= Excerpted text =
▼

In general semantics training, the elimination of allness constitutes the first step, before even being able to proceed with the removal of identification.

The non-allness is closely related to consciousness of abstracting. On the Structural Differential, the non-allness is represented by the presence of 'holes' not connected at the next level, a direct consequence of the abstracting process. If you become aware of non-abstracted characteristics, it becomes impossible to believe that a formulation, or a set of formulations can completely represent the thing to which they refer.

Take a usual object, for example a pen, and try to describe it completely, i.e. until it becomes impossible to add only one additional assertion referring to this object. When you finish, ask yourself " Have I said all?" If you think you did, a general semantics seminar will provide you some surprises!

 Typical errors about Allness 

When one first realises that we are not able to say all about anything, the first step in removing identification from one's system of evaluation, this realisation can lead to the wrong feeling that we do not know what something 'is' anymore, while it means only that we cannot say what something is. This is false since we don't need words to know what things 'are', and even some terms are undefined, meaning that we know what they mean but cannot define them in simpler terms, at a given time (i.e. as the number of words and dictionary meanings is finite, there is a moment where no simpler terms can be found, given that defining in circle cannot explain the meanings of a term).

▲

= Dataset content =

▼

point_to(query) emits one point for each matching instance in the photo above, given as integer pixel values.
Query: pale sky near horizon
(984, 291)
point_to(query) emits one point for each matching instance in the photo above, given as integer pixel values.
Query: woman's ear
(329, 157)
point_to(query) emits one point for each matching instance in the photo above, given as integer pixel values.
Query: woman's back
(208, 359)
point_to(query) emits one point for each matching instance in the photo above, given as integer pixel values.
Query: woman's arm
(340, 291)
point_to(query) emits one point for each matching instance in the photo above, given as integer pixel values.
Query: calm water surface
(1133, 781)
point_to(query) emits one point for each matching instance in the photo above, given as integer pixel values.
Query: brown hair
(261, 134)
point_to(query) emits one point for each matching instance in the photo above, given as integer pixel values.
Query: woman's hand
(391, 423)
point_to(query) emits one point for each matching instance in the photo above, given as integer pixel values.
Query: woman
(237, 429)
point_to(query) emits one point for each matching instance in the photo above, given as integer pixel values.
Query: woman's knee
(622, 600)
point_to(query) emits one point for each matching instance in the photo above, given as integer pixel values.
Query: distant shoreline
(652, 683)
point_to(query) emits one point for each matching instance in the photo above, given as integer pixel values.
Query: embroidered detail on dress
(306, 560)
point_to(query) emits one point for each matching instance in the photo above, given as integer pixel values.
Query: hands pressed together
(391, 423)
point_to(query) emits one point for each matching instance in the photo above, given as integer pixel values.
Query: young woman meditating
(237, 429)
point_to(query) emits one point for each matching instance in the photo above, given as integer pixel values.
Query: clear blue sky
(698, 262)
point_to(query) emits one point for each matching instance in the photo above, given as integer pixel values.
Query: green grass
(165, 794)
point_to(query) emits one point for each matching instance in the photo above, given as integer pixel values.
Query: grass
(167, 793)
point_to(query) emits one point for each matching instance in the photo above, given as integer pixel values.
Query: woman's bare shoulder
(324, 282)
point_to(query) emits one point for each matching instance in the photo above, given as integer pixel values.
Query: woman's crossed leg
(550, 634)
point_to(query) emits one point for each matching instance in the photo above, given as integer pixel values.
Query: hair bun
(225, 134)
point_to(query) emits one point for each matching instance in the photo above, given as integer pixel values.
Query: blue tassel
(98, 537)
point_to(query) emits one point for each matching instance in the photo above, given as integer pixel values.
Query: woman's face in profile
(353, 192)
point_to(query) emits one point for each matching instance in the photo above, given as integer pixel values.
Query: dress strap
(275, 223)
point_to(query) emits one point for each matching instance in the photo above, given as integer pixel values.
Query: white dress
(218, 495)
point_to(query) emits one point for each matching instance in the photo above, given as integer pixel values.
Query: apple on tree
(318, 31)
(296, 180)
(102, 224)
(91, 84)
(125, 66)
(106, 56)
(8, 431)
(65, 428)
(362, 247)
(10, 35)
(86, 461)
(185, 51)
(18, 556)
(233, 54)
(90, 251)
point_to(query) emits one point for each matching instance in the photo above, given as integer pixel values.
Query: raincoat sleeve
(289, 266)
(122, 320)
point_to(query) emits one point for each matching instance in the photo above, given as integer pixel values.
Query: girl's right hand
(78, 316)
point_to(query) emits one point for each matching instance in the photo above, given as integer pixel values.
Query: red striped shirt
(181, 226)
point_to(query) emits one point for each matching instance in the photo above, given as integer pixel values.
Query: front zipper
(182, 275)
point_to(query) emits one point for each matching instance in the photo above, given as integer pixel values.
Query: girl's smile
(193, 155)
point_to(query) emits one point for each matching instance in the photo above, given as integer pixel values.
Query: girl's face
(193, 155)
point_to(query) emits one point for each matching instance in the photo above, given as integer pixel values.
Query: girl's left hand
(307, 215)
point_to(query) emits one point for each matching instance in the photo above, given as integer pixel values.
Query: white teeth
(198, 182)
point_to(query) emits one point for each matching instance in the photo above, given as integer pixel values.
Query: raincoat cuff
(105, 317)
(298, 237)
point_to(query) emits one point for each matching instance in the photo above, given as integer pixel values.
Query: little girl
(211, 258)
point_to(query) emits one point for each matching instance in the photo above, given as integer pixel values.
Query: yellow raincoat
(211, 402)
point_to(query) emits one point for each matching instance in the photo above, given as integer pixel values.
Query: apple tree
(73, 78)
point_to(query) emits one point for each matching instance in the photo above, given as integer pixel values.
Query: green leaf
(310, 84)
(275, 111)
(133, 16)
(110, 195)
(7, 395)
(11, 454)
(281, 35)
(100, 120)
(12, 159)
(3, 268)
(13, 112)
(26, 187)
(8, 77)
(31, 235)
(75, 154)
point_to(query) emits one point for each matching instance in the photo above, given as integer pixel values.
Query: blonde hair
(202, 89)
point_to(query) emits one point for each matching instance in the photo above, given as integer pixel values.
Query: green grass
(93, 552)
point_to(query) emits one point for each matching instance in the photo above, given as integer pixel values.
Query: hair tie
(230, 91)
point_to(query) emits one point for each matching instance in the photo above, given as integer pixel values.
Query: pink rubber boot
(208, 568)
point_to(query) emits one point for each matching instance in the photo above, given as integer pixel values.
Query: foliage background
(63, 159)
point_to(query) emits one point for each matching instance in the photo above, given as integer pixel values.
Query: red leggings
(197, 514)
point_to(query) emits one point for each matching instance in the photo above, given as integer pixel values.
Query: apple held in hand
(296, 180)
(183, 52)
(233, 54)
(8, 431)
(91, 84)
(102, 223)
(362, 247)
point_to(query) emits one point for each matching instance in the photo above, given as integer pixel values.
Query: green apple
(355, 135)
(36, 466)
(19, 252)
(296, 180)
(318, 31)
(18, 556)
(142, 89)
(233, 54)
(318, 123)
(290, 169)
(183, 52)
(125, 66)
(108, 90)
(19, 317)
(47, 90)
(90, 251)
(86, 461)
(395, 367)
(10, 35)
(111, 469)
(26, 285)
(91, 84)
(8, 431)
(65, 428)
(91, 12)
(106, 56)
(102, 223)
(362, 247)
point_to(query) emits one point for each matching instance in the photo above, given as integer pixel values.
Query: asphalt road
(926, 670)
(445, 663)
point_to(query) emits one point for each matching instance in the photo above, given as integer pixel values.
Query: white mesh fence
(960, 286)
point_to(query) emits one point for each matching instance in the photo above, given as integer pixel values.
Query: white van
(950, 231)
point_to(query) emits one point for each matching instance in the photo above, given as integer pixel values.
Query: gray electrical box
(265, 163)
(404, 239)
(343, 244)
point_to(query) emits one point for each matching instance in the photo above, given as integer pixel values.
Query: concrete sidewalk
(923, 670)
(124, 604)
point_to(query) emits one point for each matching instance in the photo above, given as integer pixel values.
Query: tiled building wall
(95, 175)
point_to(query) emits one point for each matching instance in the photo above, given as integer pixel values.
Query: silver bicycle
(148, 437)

▲

= What is being asked =
Answer from the excerpt on allness:
(a) What does general semantics training eliminate first, before the removal of identification?
(b) On the Structural Differential, what represents non-allness?
(c) What usual object does the excerpt suggest trying to describe completely?

= Answer to the problem =
(a) Allness.
(b) The presence of 'holes' not connected at the next level.
(c) A pen.